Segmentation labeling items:
━━━━
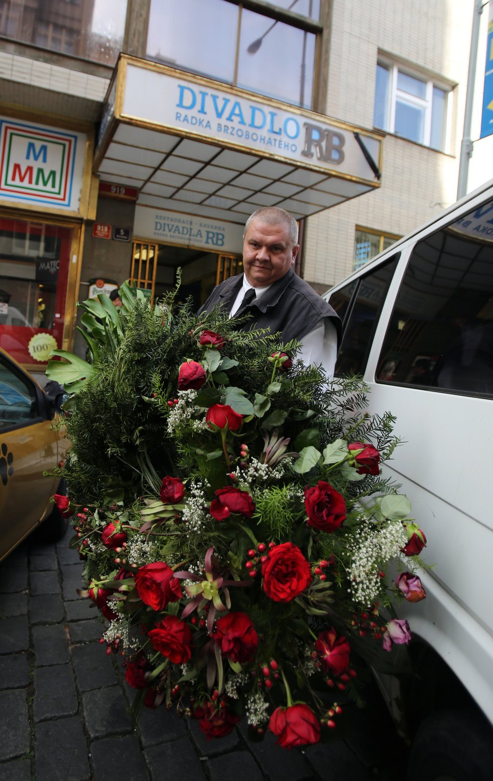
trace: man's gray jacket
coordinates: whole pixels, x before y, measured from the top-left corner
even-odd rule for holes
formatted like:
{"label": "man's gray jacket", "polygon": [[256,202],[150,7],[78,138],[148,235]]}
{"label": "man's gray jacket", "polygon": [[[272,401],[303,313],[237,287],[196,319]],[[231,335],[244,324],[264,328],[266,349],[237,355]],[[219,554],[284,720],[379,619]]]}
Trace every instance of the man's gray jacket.
{"label": "man's gray jacket", "polygon": [[[214,288],[198,314],[211,312],[222,304],[229,312],[243,283],[243,274],[230,276]],[[282,341],[291,339],[301,341],[303,337],[317,326],[321,320],[329,318],[334,323],[338,341],[341,341],[341,320],[332,307],[327,303],[307,282],[298,276],[292,268],[287,274],[269,287],[257,301],[253,301],[238,314],[251,312],[253,319],[244,323],[241,330],[254,328],[270,328],[272,333],[280,332]]]}

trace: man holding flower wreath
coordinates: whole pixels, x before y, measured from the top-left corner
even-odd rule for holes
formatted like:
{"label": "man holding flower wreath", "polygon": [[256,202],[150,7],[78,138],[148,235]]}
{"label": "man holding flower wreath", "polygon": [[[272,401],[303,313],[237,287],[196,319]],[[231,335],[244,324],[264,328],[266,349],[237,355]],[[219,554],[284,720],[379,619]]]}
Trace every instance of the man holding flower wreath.
{"label": "man holding flower wreath", "polygon": [[270,328],[284,342],[302,343],[298,357],[306,366],[320,365],[332,376],[341,337],[334,310],[298,276],[293,266],[299,250],[298,223],[284,209],[259,209],[246,221],[243,234],[244,273],[214,288],[198,310],[222,305],[230,317],[251,312],[243,330]]}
━━━━
• **THE REQUEST**: The answer consists only of the lines from the one containing "trace: man holding flower wreath" to the end of the records, each written out exactly.

• **CORRECT RESULT**:
trace: man holding flower wreath
coordinates: whole pixels, x before y, measured from the top-left corner
even-odd rule for holes
formatted like:
{"label": "man holding flower wreath", "polygon": [[256,202],[150,7],[78,138],[148,235]]}
{"label": "man holding flower wreath", "polygon": [[[272,401],[303,313],[237,287],[196,319]],[[231,335],[244,324],[264,328],[266,349],[237,355]],[[219,554],[284,720],[379,619]]]}
Trace every instance of the man holding flower wreath.
{"label": "man holding flower wreath", "polygon": [[270,328],[284,342],[302,343],[298,357],[306,366],[320,365],[332,376],[341,337],[334,310],[298,276],[293,266],[299,250],[298,223],[284,209],[259,209],[246,221],[243,234],[244,273],[214,288],[198,310],[222,305],[230,317],[251,312],[243,330]]}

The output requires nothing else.